PASSAGE TO READ

_ _ _

Re: [DISCUSS] FLINK-20578 Cannot create empty array using ARRAY[]

eric xiao Thu, 03 Nov 2022 07:54:13 -0700

Ah thank you Yuxia!

Following up on the conversation... Trying to return an empty null array
ARRAY<NULL> proved a challenge. Not impossible, but I think it would
require a further discussion as to if we want to expose values with the
data type NULL in the output - currently there are a lot of guardrails in
Flink ([1] and [2] to name a few) to make sure we do not do that.


Going back to my previous suggestions, would it be wise to introduce a
stop-gap solution for the time being, where we initialize the data type of
an empty array to some non null data type? i.e. string, integer.

[1]
https://github.com/apache/flink/blob/master/flink-table/flink-table-planner/src/main/scala/org/apache/flink/table/planner/calcite/FlinkTypeFactory.scala#L350
[2]
https://github.com/apache/flink/blob/master/flink-table/flink-table-common/src/main/java/org/apache/flink/table/data/binary/BinaryArrayData.java#L110-L114

On Fri, Oct 28, 2022 at 10:17 PM yuxia <luoyu...@alumni.sjtu.edu.cn> wrote:

> `ARRAY<INT>`/ `INT ARRAY` is for declaring data type in DDL like `create
> table t1(a INT ARRAY)`.
>
> Best regards,
> Yuxia
>
> ----- 原始邮件 -----
> 发件人: "eric xiao" <xiao.eric...@gmail.com>
> 收件人: "dev" <dev@flink.apache.org>
> 发送时间: 星期六, 2022年 10 月 29日 上午 7:50:22
> 主题: Re: [DISCUSS] FLINK-20578 Cannot create empty array using ARRAY[]
>
> Upon further investigation of the Flink docs of array types, I noticed in
> the data type docs [1] it has the following syntax for declaring an array
> *with
> a data type*:
>
> > ARRAY<t>
> > t ARRAY
> >
>
>
> The type can be declared using ARRAY<t> where t is the data type of the
> > contained elements.
> > t ARRAY is a synonym for being closer to the SQL standard. For example,
> INT
> > ARRAY is equivalent to ARRAY<INT>.
>
>
> But when I try to run:
> SELECT ARRAY<INT> [1]
> or
> SELECT INT ARRAY [1]
>
> In Flink SQL I get this error:
> org.apache.flink.table.api.SqlParserException: SQL parse failed. Incorrect
> syntax near the keyword 'INT' at line 1, column 8.
> Was expecting one of:
>     "ABS" ...
>     "ALL" ...
>     "ARRAY" ...
>     "AVG" ...
>     "CARDINALITY" ...
>
> Am I missing something?

_ _ _

MATERIAL
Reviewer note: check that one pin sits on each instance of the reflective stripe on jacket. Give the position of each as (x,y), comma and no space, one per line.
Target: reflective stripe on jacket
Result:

_ _ _

TASK A
Answer these questions from the thread on creating empty arrays in Flink, one per line:
(i) According to Yuxia, what is `ARRAY<INT>`/`INT ARRAY` used for?
(ii) At what line and column does the parse error for the query place the incorrect syntax?
(iii) What stop-gap solution does the latest message propose for the data type of an empty array?
TASK B
In the thread on creating empty arrays in Flink, list every keyword shown after "Was expecting one of:" in the error message.
TASK C
Write out the part of the thread on creating empty arrays in Flink between "Ah thank you" and "i.e. string, integer.", inclusive.

EXERCISE OUTPUT A
(i) It is for declaring a data type in DDL, such as `create table t1(a INT ARRAY)`.
(ii) Line 1, column 8, near the keyword 'INT'.
(iii) Initializing the data type of an empty array to some non-null data type, such as string or integer.

EXERCISE OUTPUT B
ABS, ALL, ARRAY, AVG, CARDINALITY

EXERCISE OUTPUT C
Ah thank you Yuxia!

Following up on the conversation... Trying to return an empty null array
ARRAY<NULL> proved a challenge. Not impossible, but I think it would
require a further discussion as to if we want to expose values with the
data type NULL in the output - currently there are a lot of guardrails in
Flink ([1] and [2] to name a few) to make sure we do not do that.


Going back to my previous suggestions, would it be wise to introduce a
stop-gap solution for the time being, where we initialize the data type of
an empty array to some non null data type? i.e. string, integer.